Copy every line of the records below word for word, leaving out any pictures.

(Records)
^^^^^^^^

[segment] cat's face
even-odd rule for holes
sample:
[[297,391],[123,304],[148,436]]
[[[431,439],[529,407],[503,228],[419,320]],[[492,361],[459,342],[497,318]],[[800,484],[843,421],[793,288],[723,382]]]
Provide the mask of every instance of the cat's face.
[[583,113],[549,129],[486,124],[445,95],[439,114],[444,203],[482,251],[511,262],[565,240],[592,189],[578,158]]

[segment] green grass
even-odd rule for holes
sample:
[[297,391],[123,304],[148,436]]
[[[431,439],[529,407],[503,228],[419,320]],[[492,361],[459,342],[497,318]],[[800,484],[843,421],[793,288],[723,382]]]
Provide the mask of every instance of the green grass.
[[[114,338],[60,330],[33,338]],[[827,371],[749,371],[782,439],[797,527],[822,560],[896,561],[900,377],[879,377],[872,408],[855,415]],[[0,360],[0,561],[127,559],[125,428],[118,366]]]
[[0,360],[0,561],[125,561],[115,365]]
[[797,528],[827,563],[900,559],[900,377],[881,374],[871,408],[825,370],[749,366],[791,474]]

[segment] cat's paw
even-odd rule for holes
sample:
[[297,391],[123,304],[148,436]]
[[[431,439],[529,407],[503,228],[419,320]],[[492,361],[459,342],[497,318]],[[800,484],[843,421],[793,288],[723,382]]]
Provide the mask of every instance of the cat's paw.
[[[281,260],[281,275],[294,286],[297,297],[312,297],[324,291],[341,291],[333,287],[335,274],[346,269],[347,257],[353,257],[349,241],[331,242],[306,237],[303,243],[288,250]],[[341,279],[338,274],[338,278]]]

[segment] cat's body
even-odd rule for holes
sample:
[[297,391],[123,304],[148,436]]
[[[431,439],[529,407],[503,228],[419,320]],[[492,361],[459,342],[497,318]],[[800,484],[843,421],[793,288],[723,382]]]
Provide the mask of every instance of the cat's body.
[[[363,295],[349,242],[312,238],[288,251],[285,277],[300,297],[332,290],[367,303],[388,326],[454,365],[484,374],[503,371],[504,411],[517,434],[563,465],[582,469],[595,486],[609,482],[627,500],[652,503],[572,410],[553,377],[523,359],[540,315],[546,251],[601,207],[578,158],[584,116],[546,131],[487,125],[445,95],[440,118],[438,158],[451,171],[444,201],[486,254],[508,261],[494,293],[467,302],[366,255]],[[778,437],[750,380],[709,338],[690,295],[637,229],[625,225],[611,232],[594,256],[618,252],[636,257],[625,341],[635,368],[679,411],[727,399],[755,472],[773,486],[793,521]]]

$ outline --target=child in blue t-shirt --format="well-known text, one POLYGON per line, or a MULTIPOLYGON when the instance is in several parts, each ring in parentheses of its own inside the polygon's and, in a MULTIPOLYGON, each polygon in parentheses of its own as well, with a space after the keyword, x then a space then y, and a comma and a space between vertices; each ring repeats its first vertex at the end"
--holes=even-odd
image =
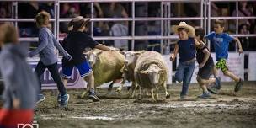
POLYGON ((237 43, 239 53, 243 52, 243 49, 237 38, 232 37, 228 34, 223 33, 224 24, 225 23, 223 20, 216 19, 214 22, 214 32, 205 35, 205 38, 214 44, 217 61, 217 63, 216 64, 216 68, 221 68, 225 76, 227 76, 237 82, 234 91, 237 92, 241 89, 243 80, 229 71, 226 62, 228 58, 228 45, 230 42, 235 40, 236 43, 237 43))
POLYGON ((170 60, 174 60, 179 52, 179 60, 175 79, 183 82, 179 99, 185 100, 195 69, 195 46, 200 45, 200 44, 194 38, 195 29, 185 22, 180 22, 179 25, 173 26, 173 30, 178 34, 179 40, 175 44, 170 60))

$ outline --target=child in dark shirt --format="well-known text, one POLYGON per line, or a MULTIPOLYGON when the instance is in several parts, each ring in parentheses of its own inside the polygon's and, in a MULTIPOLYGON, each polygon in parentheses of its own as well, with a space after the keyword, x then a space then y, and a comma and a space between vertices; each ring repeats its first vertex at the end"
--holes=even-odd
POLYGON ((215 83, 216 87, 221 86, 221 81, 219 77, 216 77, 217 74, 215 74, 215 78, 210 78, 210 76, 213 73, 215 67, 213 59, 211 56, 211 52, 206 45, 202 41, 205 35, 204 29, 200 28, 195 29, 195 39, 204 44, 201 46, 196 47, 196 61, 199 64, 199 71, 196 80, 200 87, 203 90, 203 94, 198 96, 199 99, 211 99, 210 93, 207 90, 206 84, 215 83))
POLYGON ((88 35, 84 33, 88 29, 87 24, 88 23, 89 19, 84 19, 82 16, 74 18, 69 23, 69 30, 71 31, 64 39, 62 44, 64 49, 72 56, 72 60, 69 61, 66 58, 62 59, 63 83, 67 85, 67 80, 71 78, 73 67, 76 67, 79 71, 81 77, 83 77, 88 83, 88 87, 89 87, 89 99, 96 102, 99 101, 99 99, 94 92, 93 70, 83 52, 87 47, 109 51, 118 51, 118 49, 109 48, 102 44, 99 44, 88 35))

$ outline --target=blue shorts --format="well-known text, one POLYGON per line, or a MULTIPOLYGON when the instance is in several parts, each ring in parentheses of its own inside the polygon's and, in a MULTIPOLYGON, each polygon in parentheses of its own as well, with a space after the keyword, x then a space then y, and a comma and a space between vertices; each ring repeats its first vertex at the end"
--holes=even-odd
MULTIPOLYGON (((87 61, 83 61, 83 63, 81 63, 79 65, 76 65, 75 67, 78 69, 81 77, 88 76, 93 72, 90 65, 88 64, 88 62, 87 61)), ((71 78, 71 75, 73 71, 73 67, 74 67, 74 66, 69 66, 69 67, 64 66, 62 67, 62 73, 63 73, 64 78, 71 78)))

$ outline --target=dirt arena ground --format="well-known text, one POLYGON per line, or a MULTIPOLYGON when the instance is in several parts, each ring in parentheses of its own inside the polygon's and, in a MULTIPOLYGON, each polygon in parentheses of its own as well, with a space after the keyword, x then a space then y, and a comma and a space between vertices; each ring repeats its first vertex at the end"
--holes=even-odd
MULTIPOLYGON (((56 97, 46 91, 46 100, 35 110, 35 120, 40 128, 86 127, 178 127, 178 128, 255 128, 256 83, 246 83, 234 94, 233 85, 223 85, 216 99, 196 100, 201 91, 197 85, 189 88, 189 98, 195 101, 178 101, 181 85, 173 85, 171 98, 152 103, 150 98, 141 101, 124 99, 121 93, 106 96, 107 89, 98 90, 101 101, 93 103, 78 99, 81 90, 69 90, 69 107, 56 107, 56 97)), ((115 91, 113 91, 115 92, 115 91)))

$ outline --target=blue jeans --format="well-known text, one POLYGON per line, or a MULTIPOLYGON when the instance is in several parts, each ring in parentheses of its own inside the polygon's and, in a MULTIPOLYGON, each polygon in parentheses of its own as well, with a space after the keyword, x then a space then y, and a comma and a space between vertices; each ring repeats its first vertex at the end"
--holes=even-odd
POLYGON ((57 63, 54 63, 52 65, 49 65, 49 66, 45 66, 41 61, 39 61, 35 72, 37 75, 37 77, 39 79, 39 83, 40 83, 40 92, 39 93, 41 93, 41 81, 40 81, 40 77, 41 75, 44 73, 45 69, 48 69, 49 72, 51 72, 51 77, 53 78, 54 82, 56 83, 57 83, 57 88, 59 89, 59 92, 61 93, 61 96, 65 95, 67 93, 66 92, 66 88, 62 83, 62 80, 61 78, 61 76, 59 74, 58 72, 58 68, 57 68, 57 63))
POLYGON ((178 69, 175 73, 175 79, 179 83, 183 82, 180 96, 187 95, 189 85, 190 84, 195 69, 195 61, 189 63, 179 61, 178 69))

^^^^^^^^

**RESPONSE TO THE EXERCISE**.
[segment] cat's face
even-odd rule for holes
sample:
[[297,391],[123,304],[148,436]]
[[[431,439],[529,407],[503,228],[419,320]],[[492,361],[459,342],[497,318]],[[800,484],[843,421],[793,288],[723,382]]]
Provide the mask of every instance of the cat's face.
[[583,113],[549,129],[486,124],[445,95],[439,114],[444,203],[482,251],[511,262],[565,240],[592,189],[578,158]]

[segment] green grass
even-odd rule for holes
sample:
[[297,391],[123,304],[148,436]]
[[[431,439],[529,407],[503,228],[419,320]],[[492,361],[459,342],[497,318]],[[800,484],[843,421],[793,288],[723,382]]]
Provide the mask of every instance of the green grass.
[[[114,338],[60,330],[33,338]],[[827,371],[749,371],[782,439],[797,527],[822,560],[896,561],[900,377],[879,377],[872,408],[855,415]],[[0,360],[0,561],[127,559],[125,428],[118,366]]]
[[0,360],[0,561],[125,561],[115,365]]
[[797,528],[827,563],[900,559],[900,377],[881,374],[871,408],[825,370],[749,366],[791,474]]

[segment] cat's paw
even-odd rule for holes
sample:
[[297,391],[123,304],[148,436]]
[[[431,439],[529,407],[503,228],[419,320]],[[492,361],[459,342],[497,318]],[[800,484],[843,421],[793,288],[723,382]]]
Provide the mask of every instance of the cat's paw.
[[[281,260],[281,275],[294,286],[297,297],[312,297],[324,291],[341,291],[333,287],[335,274],[346,269],[347,257],[353,257],[349,241],[331,242],[306,237],[303,243],[288,250]],[[341,279],[338,274],[338,278]]]

[segment] cat's body
even-odd rule for holes
sample:
[[297,391],[123,304],[148,436]]
[[[431,439],[529,407],[503,228],[419,320]],[[492,361],[459,342],[497,318]],[[800,484],[843,421],[793,288],[723,382]]]
Provide the mask of every instance of the cat's body.
[[[363,295],[349,242],[312,238],[288,251],[285,277],[300,297],[332,290],[367,303],[388,326],[454,365],[484,374],[503,371],[504,411],[517,434],[563,465],[582,469],[595,486],[609,482],[627,500],[652,503],[572,410],[553,377],[523,359],[540,315],[546,251],[601,207],[578,158],[584,116],[546,131],[487,125],[445,95],[440,118],[438,158],[451,171],[444,201],[486,254],[508,261],[494,293],[467,302],[366,255]],[[778,437],[750,380],[709,338],[690,295],[637,229],[625,225],[611,232],[594,256],[618,252],[636,257],[625,341],[635,368],[679,411],[727,399],[755,472],[773,486],[793,521]]]

$ outline --target=child in blue t-shirt --format="well-known text, one POLYGON per line, or a MULTIPOLYGON when the instance is in several parts, each ring in parentheses of its own inside the polygon's and, in a MULTIPOLYGON, each polygon in parentheses of its own as well, with a space after the keyword, x then a space then y, and a comma and a space between vertices; each ring repeats its first vertex at the end"
--holes=even-odd
image =
POLYGON ((237 43, 239 53, 243 52, 243 49, 237 38, 232 37, 228 34, 223 33, 224 24, 225 23, 223 20, 216 19, 214 22, 214 32, 205 35, 205 38, 214 44, 217 61, 217 63, 216 64, 216 68, 221 68, 225 76, 227 76, 237 82, 234 91, 237 92, 241 89, 243 80, 229 71, 226 62, 228 58, 228 45, 230 42, 235 40, 236 43, 237 43))
POLYGON ((170 60, 174 60, 179 52, 179 60, 175 79, 183 82, 179 99, 185 100, 195 69, 195 46, 200 45, 200 44, 194 38, 195 29, 185 22, 180 22, 179 25, 173 26, 173 30, 178 34, 179 40, 175 44, 170 60))

$ outline --target=child in dark shirt --format="well-known text, one POLYGON per line, or a MULTIPOLYGON when the instance is in several parts, each ring in parentheses of its own inside the polygon's and, in a MULTIPOLYGON, each polygon in parentheses of its own as well, with a space after the keyword, x then a space then y, and a comma and a space between vertices; each ring repeats its first vertex at the end"
--holes=even-odd
POLYGON ((215 83, 216 87, 221 86, 221 81, 219 77, 216 77, 217 74, 215 74, 215 78, 210 78, 210 76, 213 73, 215 67, 213 59, 211 56, 211 52, 206 45, 202 41, 205 35, 204 29, 200 28, 195 29, 195 39, 204 44, 201 46, 196 47, 196 61, 199 64, 199 71, 196 80, 200 87, 203 90, 203 94, 198 96, 199 99, 211 99, 210 93, 207 90, 206 84, 215 83))
POLYGON ((88 35, 84 33, 88 29, 87 24, 88 23, 89 19, 84 19, 82 16, 74 18, 69 23, 69 30, 71 31, 64 39, 62 44, 64 49, 72 56, 72 60, 69 61, 66 58, 62 59, 63 83, 67 85, 67 80, 71 78, 73 67, 76 67, 79 71, 81 77, 83 77, 88 83, 88 87, 89 87, 89 99, 96 102, 99 101, 99 99, 94 92, 93 70, 83 52, 87 47, 109 51, 118 51, 118 49, 109 48, 102 44, 99 44, 88 35))

$ outline --target=blue shorts --format="well-known text, one POLYGON per line, or a MULTIPOLYGON when the instance is in several parts, each ring in parentheses of its own inside the polygon's and, in a MULTIPOLYGON, each polygon in parentheses of its own as well, with a space after the keyword, x then a space then y, and a comma and a space between vertices; each ring repeats its first vertex at the end"
--holes=even-odd
MULTIPOLYGON (((87 61, 83 61, 83 63, 81 63, 79 65, 76 65, 75 67, 78 69, 81 77, 88 76, 93 72, 90 65, 88 64, 88 62, 87 61)), ((71 78, 71 75, 73 71, 73 67, 74 67, 74 66, 69 66, 69 67, 64 66, 62 67, 62 73, 63 73, 64 78, 71 78)))

$ outline --target=dirt arena ground --format="well-known text, one POLYGON per line, or a MULTIPOLYGON when the instance is in several parts, each ring in parentheses of its own inside the polygon's and, in a MULTIPOLYGON, each polygon in parentheses of its own as well, with a space after the keyword, x then a space then y, and a comma and a space between vertices; each ring repeats its first vertex at the end"
--holes=even-odd
MULTIPOLYGON (((56 97, 46 91, 46 100, 35 110, 35 120, 40 128, 86 127, 178 127, 178 128, 255 128, 256 83, 246 83, 234 94, 233 85, 223 85, 216 99, 196 100, 201 91, 197 85, 189 88, 189 98, 195 101, 178 101, 181 85, 173 85, 171 98, 152 103, 150 98, 141 101, 124 99, 121 93, 106 96, 107 89, 98 90, 101 101, 93 103, 78 99, 81 90, 69 90, 69 107, 56 107, 56 97)), ((115 91, 113 91, 115 92, 115 91)))

$ outline --target=blue jeans --format="well-known text, one POLYGON per line, or a MULTIPOLYGON when the instance is in several parts, each ring in parentheses of its own inside the polygon's and, in a MULTIPOLYGON, each polygon in parentheses of its own as well, with a space after the keyword, x then a space then y, and a comma and a space between vertices; each ring repeats its first vertex at the end"
--holes=even-odd
POLYGON ((57 63, 54 63, 52 65, 49 65, 49 66, 45 66, 41 61, 39 61, 35 72, 37 75, 37 77, 39 79, 39 83, 40 83, 40 92, 39 93, 41 93, 41 81, 40 81, 40 77, 41 75, 44 73, 45 69, 48 69, 49 72, 51 72, 51 77, 53 78, 54 82, 56 83, 57 83, 57 88, 59 89, 59 92, 61 93, 61 96, 65 95, 67 93, 66 92, 66 88, 62 83, 62 80, 61 78, 61 76, 59 74, 58 72, 58 68, 57 68, 57 63))
POLYGON ((178 69, 175 73, 175 79, 179 83, 183 82, 180 96, 187 95, 189 85, 190 84, 195 69, 195 61, 189 63, 179 61, 178 69))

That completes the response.